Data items
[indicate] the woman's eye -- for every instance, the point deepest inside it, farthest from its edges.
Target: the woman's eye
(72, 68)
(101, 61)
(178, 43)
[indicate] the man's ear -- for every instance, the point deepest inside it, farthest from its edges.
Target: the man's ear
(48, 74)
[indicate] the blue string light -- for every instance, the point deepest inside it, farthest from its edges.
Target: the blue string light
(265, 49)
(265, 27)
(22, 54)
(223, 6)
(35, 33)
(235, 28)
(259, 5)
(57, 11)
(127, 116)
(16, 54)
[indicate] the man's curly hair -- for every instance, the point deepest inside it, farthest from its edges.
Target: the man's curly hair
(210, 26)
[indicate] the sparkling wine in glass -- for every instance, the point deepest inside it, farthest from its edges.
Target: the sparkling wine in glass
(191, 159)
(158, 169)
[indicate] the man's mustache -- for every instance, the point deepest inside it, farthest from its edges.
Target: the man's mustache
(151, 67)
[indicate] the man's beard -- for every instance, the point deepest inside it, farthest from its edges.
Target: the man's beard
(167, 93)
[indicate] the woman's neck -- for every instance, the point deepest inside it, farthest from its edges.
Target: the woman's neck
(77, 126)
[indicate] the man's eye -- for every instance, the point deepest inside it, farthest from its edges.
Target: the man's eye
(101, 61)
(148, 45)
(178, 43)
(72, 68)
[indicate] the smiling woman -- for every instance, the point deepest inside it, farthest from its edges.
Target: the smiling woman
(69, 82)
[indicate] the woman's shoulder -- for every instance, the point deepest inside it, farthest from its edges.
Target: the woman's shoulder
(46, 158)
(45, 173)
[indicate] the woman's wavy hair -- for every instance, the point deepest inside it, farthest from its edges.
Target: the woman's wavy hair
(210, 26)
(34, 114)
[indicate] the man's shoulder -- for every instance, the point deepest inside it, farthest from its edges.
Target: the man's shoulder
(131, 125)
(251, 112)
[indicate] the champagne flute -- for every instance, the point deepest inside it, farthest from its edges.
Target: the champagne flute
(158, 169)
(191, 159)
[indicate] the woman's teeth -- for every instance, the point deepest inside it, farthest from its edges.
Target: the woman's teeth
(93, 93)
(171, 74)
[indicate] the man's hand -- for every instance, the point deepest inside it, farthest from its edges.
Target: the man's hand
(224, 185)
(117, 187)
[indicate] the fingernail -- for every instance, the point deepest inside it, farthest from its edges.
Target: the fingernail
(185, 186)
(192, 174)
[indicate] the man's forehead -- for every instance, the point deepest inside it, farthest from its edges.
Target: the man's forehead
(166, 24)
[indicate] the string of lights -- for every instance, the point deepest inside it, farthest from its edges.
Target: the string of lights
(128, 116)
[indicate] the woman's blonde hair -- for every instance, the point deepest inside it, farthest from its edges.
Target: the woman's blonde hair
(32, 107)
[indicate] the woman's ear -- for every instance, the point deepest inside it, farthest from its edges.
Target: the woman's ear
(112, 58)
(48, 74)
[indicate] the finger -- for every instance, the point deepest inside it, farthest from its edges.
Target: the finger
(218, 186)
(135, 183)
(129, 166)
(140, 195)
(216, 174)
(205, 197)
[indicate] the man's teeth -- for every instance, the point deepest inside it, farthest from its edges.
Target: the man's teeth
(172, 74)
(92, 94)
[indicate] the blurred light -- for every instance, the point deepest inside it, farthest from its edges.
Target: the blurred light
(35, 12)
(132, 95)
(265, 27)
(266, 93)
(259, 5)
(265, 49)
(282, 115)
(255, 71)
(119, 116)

→ **PROBLEM TO WORK ON**
Your task is to restate every record exactly.

→ **ANSWER TO THIS TASK**
[indicate] the woman's eye -- for every instance, the point deepest inside it, farthest from its edges.
Target: the woman's eye
(72, 68)
(101, 61)
(178, 43)
[indicate] the man's ear -- for every instance, the point deepest inside it, farthest from its edges.
Target: the man's ear
(48, 74)
[indicate] the blue string light -- for every instance, the point deepest inside it, farthest from its edges.
Target: the blue string light
(265, 49)
(265, 27)
(22, 54)
(223, 6)
(35, 33)
(235, 28)
(259, 5)
(57, 11)
(127, 116)
(16, 54)
[indicate] the man's curly hair -- for every instance, the point deepest inside it, farthest from its edges.
Target: the man's curly hair
(210, 26)
[indicate] the sparkling wine in glass -- for every instance, the point deepest inside it, farthest from its edges.
Target: the sparkling wine in glass
(191, 159)
(158, 169)
[indicate] the man's mustache -- for every instance, the point deepest inside it, farthest from its edges.
Target: the man's mustache
(151, 67)
[indicate] the man's beard -- for every instance, the point deepest inside it, farthest from its edges.
Target: the man's beard
(167, 93)
[indicate] the woman's neck -- for every instance, the point deepest inside it, farthest from its edges.
Target: the woman's neck
(77, 126)
[indicate] the man's eye -- for every instance, the point deepest inside it, farthest from its edges.
Target: the man's eye
(101, 61)
(148, 45)
(178, 43)
(72, 68)
[indicate] the smiling woman -- for every instance, the point deepest inside it, farthest from its edges.
Target: the smiling woman
(69, 82)
[indicate] the woman's shoulder -- for every instance, the point deepest inside it, farthest from its edges.
Target: the woman's shoulder
(46, 158)
(45, 173)
[indicate] the woman's wavy hair -- for every instance, the point deepest inside it, farthest from its edges.
Target: the woman's wavy hair
(210, 26)
(34, 114)
[indicate] the man's shoulder -- for every instance, the point deepest inside it, farthest from its edges.
Target: the man's shoulder
(131, 125)
(251, 112)
[indicate] the champagne flute -- for every instance, the point deepest inside it, farthest from its edges.
Target: the champagne flute
(158, 169)
(191, 159)
[indicate] the woman's teeth -- for every instance, the point deepest inside it, farthest from its edges.
Target: the woman's teeth
(93, 93)
(171, 74)
[indicate] the man's hand -- for every instance, the point deepest inside it, farthest from its edges.
Target: the man's hand
(224, 185)
(117, 187)
[indicate] the fingernail -- for every instance, the point deepest inside it, farthest from its edges.
Target: the fingernail
(185, 186)
(192, 174)
[indicate] the man's forehead -- for every instance, the point deepest inside it, farthest from its edges.
Target: the man's forehead
(166, 24)
[indicate] the string of lights -- for every instance, the point deepest inside it, farthest from its edges.
Target: the string of lights
(128, 116)
[indicate] the woman's blonde hair -- for every instance, the point deepest inside it, farthest from its edges.
Target: the woman's blonde hair
(32, 107)
[indicate] the woman's ear -- for every instance, the point deepest inside it, farthest from its edges.
Target: the woman's ear
(112, 58)
(48, 74)
[indicate] the finger -- for every instance, the point deepest inside it, farthest from its edges.
Target: the finger
(218, 186)
(135, 183)
(129, 166)
(140, 195)
(216, 174)
(205, 197)
[indicate] the man's teeth -- for every instance, the point deepest inside it, farthest from its edges.
Target: the man's teeth
(172, 74)
(92, 94)
[indicate] the blurred light -- for every instance, the point deepest inside it, farthest from its edges.
Target: the blurred light
(35, 12)
(132, 95)
(265, 27)
(266, 93)
(259, 5)
(265, 49)
(282, 115)
(255, 71)
(119, 116)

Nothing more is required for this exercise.